Corracloona Court Tomb is located on a slope overlooking the northern tip of Lough MacNean, 3.3 km (2 miles) southeast of Kiltyclogher.

==History==

Corracloona Court Tomb was built c. 2000–1500 BC, in the early Bronze Age.

It is locally known as Prince Connell's Grave (Irish: Feart Chonaill Flaith). There are several nobles of this name in Irish legend; the most likely candidate is Conall Gulban, 5th-century founder of the Cenél Conaill. However, another legend places Conall Gulban's grave at the dolmen at Fenagh. In any case, both Corracloona and Fenagh monuments are thousands of years older than Conall Gulban.

It was first excavated in 1953.

==Description==

Prince Connell's Grave is usually described as a court tomb (court cairn), although some see it as a dolmen (portal tomb) or Wedge-shaped gallery grave (wedge tomb). It has a small forecourt (1.5 m wide) and only one burial chamber (2 × 3.5 m), with a large slab separating the two. This slab has a large hole in the bottom, called a "kennel-hole"; this is similar to some tombs in southern France, and may have been used to add additional burials, speak to the dead or leave offerings. However, the hole could be an accidental break.

## Your instructions
Please give the year in which the tomb was first excavated, according to the Corracloona Court Tomb text. The material after this has nothing to do with the Corracloona Court Tomb text.

## Supplied data
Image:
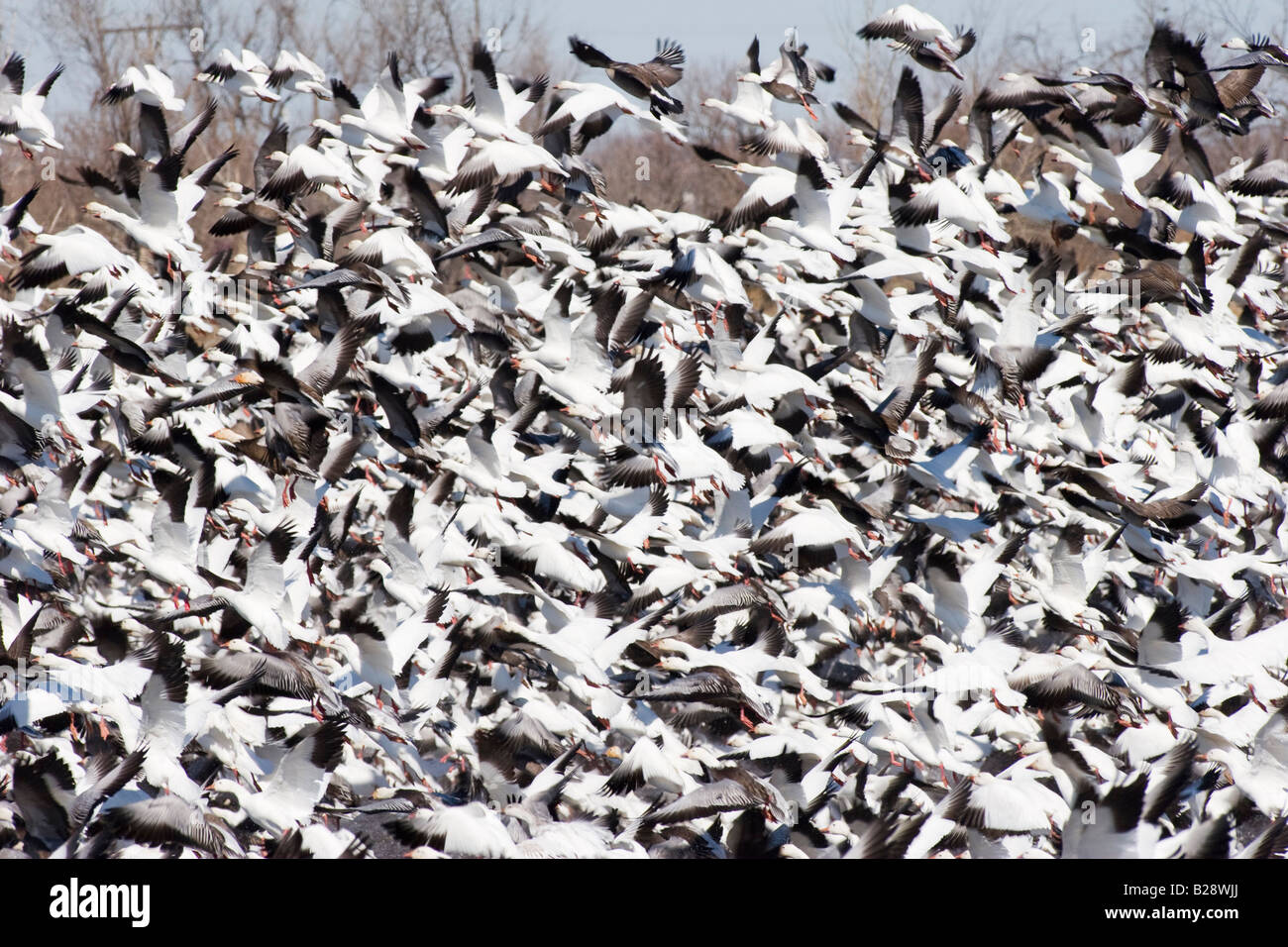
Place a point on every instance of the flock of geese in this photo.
(436, 502)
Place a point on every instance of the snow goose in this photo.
(291, 792)
(246, 72)
(22, 114)
(150, 86)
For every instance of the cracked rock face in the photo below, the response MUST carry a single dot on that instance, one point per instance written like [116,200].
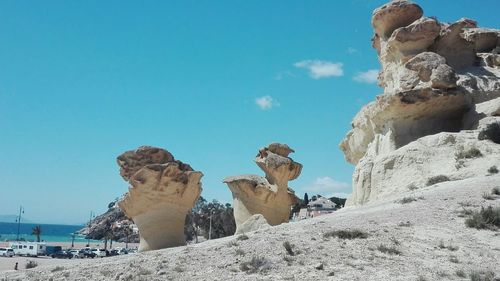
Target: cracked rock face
[437,78]
[269,196]
[162,190]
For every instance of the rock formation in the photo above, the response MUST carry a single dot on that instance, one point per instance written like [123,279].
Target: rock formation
[441,100]
[269,196]
[162,191]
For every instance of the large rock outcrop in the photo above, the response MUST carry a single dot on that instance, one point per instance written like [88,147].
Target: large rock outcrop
[269,196]
[441,88]
[162,191]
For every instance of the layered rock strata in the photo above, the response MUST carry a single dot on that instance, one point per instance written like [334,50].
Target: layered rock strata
[440,84]
[162,190]
[269,196]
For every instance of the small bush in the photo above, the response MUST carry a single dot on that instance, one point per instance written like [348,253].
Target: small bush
[31,264]
[412,187]
[487,218]
[437,179]
[240,252]
[242,237]
[405,224]
[57,268]
[288,248]
[495,191]
[256,264]
[482,276]
[493,170]
[488,196]
[391,250]
[406,200]
[468,154]
[347,234]
[460,273]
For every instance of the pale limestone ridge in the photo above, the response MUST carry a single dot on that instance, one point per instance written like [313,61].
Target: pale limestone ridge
[162,191]
[269,196]
[440,84]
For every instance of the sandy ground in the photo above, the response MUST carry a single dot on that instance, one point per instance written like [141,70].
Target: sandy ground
[430,235]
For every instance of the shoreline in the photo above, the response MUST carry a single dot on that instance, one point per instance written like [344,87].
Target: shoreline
[7,264]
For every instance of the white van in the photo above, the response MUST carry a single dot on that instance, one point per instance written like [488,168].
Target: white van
[28,248]
[6,252]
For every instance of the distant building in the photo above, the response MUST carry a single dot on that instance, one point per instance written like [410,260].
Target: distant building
[317,207]
[322,204]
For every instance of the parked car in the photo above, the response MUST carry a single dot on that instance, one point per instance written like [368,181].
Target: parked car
[100,253]
[6,252]
[62,255]
[49,250]
[76,254]
[87,253]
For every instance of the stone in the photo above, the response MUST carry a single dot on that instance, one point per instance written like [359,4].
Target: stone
[268,196]
[441,90]
[162,191]
[393,15]
[254,223]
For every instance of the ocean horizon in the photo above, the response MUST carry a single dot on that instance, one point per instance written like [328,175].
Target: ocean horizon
[50,232]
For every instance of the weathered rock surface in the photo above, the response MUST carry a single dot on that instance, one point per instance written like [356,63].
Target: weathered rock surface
[162,191]
[441,90]
[269,196]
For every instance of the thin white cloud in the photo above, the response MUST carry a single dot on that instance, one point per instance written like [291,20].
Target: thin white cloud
[328,187]
[369,77]
[284,74]
[351,50]
[266,102]
[321,69]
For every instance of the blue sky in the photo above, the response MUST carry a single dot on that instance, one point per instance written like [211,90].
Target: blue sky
[211,81]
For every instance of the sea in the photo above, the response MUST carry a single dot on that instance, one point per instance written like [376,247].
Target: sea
[50,232]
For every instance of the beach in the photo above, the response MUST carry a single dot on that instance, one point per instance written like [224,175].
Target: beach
[7,264]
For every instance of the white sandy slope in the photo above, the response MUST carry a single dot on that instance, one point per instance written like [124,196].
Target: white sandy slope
[433,218]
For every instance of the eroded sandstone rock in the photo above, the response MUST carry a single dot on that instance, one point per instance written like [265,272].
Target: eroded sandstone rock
[437,78]
[162,191]
[269,196]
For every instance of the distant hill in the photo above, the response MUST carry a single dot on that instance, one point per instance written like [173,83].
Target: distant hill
[13,218]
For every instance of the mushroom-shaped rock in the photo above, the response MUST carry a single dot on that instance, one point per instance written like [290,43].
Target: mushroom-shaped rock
[393,15]
[436,79]
[162,191]
[269,196]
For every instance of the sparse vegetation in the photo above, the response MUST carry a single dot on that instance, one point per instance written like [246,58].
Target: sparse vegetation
[288,248]
[405,224]
[256,264]
[488,196]
[482,276]
[437,179]
[391,250]
[495,191]
[242,237]
[31,264]
[412,187]
[449,247]
[487,218]
[406,200]
[460,273]
[468,154]
[347,234]
[57,268]
[493,170]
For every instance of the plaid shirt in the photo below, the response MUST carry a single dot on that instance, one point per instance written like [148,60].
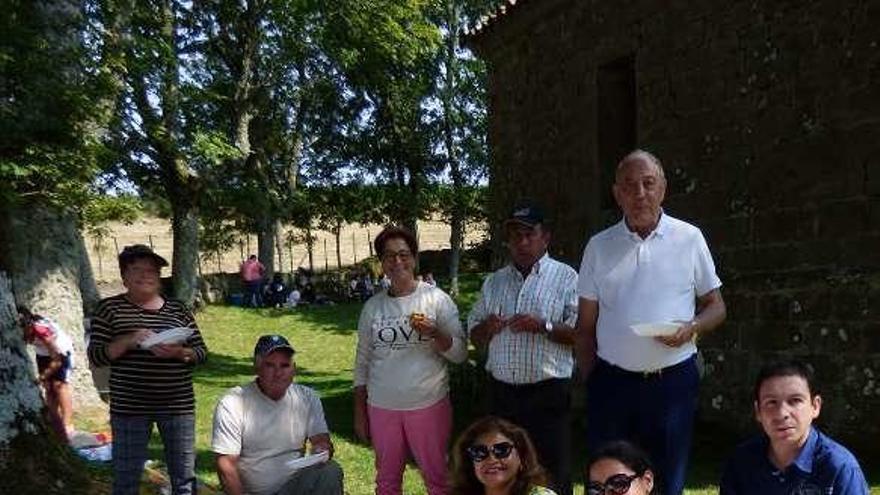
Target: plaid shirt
[549,292]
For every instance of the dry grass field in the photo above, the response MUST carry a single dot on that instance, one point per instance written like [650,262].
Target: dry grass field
[355,245]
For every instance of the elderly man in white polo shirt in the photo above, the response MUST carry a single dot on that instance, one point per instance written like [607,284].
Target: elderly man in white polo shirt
[526,314]
[649,268]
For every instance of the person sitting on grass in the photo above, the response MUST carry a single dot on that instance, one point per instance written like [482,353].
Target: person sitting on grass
[260,427]
[54,350]
[620,468]
[496,457]
[791,456]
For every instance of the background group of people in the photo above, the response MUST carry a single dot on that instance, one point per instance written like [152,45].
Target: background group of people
[538,321]
[274,293]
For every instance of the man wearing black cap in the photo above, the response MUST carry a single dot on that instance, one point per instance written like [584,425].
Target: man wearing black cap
[261,429]
[150,381]
[526,314]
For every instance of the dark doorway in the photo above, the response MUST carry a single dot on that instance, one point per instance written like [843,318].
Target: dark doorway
[615,121]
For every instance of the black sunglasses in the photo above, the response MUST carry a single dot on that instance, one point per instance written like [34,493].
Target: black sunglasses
[617,484]
[479,453]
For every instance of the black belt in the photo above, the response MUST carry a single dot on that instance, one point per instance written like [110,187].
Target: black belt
[649,374]
[531,386]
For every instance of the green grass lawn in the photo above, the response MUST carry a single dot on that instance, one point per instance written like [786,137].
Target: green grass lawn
[324,338]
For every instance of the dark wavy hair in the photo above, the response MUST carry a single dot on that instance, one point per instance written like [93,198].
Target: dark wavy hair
[395,232]
[628,454]
[464,479]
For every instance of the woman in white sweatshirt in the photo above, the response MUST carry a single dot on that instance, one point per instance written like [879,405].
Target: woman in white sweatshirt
[401,386]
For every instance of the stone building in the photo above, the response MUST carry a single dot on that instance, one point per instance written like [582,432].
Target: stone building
[767,118]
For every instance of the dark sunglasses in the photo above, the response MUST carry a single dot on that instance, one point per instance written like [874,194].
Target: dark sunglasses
[617,484]
[479,453]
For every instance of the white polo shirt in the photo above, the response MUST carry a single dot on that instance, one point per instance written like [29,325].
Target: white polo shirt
[651,280]
[265,434]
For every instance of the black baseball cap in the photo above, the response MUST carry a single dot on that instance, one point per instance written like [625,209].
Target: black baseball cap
[525,213]
[137,251]
[268,344]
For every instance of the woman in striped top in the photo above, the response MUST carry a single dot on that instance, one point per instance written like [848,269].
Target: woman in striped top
[147,385]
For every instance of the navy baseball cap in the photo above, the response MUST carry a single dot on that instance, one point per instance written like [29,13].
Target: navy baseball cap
[525,213]
[268,344]
[136,251]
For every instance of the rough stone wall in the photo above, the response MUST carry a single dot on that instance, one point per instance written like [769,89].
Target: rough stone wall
[51,275]
[767,118]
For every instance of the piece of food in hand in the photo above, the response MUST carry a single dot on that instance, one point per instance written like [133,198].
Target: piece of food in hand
[417,318]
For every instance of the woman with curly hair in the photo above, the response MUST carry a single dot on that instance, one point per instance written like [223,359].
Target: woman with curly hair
[496,457]
[620,468]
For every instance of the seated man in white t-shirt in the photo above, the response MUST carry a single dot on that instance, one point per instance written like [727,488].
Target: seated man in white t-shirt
[262,427]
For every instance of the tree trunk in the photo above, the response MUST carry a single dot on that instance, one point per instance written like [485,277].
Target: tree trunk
[266,243]
[456,236]
[33,460]
[279,245]
[310,247]
[49,267]
[337,233]
[185,257]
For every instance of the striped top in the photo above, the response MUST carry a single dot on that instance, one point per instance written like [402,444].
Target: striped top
[549,292]
[140,382]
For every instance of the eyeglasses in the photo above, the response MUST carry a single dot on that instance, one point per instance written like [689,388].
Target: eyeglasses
[617,484]
[391,255]
[479,453]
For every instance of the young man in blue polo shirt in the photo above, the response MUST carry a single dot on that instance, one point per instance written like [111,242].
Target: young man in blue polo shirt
[791,457]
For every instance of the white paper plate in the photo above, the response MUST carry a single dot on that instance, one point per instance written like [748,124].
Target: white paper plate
[309,460]
[170,336]
[655,329]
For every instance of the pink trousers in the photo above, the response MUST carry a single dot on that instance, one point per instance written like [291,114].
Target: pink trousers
[423,432]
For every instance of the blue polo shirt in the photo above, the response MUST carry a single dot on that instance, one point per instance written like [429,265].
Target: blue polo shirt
[823,467]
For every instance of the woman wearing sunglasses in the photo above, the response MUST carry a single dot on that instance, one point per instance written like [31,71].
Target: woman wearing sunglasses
[495,457]
[620,468]
[406,335]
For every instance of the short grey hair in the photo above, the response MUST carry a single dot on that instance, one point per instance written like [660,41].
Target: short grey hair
[639,154]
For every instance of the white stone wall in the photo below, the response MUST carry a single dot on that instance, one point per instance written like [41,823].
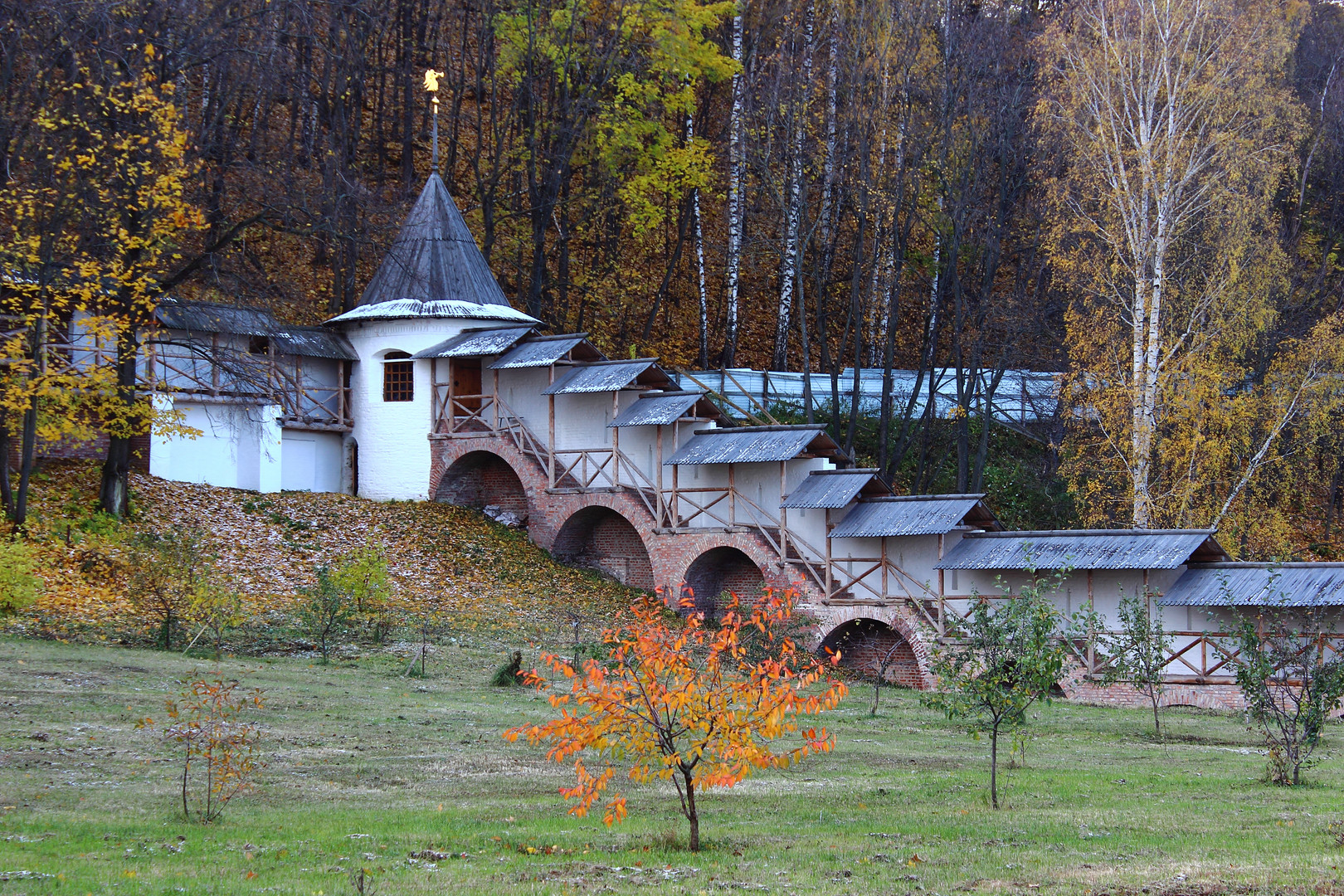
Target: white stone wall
[238,448]
[392,437]
[312,461]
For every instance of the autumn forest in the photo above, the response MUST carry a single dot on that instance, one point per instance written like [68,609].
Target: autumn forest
[1142,197]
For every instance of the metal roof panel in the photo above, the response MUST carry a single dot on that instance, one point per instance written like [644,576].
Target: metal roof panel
[1259,585]
[435,257]
[604,377]
[906,514]
[476,343]
[657,409]
[212,317]
[538,351]
[413,308]
[747,445]
[830,488]
[1079,550]
[312,342]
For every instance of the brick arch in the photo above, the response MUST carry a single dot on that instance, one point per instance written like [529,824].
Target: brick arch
[864,644]
[718,570]
[480,480]
[600,538]
[835,620]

## The answer
1953